[Collected data]
# # # #
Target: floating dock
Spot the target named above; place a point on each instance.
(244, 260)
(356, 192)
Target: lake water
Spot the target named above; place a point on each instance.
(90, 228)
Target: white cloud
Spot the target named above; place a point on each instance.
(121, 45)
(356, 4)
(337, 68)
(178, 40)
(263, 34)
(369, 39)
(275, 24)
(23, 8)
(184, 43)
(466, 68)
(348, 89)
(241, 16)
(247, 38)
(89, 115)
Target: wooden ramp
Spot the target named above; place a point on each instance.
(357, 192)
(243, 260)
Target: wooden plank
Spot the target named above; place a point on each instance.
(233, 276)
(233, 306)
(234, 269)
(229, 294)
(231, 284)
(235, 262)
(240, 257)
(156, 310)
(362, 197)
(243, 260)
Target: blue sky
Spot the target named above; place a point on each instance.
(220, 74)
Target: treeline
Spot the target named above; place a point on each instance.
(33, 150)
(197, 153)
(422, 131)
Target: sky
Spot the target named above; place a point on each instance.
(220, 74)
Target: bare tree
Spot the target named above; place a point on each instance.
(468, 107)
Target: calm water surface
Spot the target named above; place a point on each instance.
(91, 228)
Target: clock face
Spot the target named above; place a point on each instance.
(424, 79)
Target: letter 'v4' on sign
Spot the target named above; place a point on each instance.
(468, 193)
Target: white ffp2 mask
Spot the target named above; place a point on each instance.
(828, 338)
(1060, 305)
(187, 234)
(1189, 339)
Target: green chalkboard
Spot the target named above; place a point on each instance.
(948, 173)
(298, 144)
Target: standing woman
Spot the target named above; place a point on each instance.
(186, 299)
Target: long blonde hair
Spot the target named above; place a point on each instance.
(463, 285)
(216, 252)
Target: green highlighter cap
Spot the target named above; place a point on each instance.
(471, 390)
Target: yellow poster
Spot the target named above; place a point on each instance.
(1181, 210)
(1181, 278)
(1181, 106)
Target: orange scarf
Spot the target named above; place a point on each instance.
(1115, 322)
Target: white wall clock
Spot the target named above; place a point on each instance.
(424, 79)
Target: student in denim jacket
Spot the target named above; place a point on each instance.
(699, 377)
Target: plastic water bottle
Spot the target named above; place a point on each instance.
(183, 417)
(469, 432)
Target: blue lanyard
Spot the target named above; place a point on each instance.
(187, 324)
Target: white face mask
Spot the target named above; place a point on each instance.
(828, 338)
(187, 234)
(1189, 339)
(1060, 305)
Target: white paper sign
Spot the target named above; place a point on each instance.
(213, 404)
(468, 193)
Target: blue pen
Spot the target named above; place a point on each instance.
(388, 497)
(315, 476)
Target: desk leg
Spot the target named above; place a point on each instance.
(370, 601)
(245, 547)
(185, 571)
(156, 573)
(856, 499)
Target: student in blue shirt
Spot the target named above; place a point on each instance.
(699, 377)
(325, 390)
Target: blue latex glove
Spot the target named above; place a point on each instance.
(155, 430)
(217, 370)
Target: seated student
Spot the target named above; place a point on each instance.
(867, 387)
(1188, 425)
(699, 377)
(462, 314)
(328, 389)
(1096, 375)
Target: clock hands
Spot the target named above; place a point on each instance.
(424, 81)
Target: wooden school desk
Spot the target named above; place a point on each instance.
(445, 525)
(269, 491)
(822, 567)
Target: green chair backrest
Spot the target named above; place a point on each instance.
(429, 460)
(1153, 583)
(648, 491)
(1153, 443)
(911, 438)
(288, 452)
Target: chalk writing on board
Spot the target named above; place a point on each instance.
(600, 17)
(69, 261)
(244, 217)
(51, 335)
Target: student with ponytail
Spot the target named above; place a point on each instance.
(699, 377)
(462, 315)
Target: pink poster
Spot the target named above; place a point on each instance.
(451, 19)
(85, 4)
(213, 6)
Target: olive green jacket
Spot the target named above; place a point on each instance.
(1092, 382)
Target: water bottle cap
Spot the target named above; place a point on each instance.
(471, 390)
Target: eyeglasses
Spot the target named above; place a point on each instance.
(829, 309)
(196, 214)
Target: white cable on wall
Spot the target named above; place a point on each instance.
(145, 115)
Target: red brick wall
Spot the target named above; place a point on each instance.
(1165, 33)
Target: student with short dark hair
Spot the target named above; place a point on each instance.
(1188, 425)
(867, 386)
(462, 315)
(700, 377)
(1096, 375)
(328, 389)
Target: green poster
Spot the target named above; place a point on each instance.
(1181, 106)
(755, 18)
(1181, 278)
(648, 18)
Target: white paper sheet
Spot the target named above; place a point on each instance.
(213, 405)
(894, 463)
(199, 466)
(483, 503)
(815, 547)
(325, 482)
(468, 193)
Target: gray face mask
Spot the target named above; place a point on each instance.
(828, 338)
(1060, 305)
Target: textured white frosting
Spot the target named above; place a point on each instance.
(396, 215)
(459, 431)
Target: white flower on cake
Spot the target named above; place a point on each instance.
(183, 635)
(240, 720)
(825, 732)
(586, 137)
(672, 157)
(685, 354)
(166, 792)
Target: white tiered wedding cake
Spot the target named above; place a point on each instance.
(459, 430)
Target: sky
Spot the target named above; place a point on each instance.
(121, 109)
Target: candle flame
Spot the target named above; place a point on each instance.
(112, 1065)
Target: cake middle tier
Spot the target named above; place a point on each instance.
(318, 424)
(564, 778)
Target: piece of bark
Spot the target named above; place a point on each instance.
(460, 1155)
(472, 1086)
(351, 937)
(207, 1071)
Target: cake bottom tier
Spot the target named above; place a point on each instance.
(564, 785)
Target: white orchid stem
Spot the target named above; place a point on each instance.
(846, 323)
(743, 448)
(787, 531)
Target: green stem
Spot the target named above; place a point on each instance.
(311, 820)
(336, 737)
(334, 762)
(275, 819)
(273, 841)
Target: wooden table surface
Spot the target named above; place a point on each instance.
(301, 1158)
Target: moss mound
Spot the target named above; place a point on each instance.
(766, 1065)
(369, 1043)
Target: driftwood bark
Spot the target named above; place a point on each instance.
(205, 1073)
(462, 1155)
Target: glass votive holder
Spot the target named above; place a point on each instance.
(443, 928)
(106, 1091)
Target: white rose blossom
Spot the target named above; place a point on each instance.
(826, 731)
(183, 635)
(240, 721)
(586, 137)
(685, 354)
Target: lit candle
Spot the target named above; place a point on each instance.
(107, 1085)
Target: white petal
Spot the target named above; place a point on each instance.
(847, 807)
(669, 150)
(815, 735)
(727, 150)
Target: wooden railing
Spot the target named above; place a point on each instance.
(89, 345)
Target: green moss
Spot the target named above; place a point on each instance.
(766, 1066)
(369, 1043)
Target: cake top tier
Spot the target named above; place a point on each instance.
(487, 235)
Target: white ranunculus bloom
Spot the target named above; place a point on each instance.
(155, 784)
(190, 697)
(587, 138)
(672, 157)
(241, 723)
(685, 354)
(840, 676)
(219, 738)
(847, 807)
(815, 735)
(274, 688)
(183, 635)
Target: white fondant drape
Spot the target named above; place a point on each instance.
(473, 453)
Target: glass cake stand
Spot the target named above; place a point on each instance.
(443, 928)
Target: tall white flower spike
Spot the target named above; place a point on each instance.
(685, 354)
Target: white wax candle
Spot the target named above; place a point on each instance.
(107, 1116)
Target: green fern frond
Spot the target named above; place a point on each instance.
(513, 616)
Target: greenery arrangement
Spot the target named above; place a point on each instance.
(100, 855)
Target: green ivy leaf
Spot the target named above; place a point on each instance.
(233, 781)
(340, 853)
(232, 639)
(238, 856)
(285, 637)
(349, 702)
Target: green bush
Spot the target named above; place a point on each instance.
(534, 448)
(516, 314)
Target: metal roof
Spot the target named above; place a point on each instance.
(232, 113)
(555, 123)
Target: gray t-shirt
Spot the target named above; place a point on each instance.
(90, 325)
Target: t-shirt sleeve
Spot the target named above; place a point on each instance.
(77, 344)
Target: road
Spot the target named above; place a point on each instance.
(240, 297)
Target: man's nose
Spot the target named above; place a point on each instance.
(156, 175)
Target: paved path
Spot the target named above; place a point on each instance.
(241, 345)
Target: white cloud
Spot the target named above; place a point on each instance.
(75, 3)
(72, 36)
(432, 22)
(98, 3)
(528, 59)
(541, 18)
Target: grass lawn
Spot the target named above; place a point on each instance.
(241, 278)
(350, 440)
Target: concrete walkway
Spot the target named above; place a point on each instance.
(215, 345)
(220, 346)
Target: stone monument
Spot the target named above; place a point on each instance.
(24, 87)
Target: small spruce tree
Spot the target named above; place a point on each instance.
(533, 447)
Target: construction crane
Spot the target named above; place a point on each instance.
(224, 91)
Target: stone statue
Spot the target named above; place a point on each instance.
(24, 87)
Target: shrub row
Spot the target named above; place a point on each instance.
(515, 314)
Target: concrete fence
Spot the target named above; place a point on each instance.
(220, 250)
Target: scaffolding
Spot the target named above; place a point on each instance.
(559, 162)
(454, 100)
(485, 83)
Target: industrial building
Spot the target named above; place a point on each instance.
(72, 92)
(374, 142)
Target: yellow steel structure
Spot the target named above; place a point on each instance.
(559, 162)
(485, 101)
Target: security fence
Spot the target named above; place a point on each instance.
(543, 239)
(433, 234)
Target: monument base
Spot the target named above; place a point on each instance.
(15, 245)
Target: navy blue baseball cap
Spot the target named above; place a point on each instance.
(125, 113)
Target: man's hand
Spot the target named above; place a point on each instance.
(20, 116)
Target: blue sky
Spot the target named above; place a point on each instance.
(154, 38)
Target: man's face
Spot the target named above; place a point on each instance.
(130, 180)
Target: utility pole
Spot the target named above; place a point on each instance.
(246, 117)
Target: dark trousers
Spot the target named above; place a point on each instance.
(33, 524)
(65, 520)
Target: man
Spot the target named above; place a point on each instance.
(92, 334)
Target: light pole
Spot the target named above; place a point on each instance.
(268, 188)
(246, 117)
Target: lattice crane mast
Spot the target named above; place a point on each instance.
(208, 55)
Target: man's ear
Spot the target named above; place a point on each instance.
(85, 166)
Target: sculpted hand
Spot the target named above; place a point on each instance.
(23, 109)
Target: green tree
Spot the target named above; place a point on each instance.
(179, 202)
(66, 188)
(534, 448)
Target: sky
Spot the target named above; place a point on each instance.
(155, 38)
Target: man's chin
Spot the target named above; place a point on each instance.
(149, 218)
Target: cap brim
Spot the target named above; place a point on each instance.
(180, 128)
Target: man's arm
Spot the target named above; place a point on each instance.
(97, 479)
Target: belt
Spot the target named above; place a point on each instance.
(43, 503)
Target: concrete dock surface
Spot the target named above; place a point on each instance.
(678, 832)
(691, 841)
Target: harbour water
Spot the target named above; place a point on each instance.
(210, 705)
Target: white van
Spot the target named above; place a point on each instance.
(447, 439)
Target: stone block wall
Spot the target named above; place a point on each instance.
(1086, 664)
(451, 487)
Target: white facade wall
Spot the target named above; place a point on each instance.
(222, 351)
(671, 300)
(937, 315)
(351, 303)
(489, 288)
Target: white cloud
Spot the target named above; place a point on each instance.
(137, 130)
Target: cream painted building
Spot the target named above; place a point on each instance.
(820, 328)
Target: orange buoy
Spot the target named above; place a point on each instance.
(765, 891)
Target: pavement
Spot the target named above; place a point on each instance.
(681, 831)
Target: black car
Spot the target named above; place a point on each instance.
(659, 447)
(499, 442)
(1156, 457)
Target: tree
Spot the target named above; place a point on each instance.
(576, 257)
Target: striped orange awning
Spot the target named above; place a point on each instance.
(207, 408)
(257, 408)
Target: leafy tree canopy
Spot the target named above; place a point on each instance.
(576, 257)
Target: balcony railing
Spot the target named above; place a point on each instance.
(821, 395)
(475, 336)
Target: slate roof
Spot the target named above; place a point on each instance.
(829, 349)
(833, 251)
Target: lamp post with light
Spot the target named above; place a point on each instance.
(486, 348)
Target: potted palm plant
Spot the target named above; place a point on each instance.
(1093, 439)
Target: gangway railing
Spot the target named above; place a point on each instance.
# # # #
• _Given exercise_
Quote the rows above, from the line containing "Target: wooden table surface" through the line containing "(107, 1085)", both included, with no changes.

• _Result for this task_
Target: wooden table surface
Spot the target named above; place a point on each instance.
(301, 1158)
Target: moss mound
Spot the target named above; place a point on each instance.
(766, 1065)
(369, 1043)
Target: driftwood bark
Spot the target named above; place a point on each instance.
(205, 1073)
(462, 1155)
Target: glass votive holder
Spot the target named above; place a point on each instance.
(443, 928)
(106, 1091)
Target: white rose blossom
Spot the target named above; place a point on each instance.
(826, 731)
(183, 635)
(240, 721)
(586, 137)
(685, 354)
Target: lit candle
Spot the target named above; place a point on each instance.
(107, 1085)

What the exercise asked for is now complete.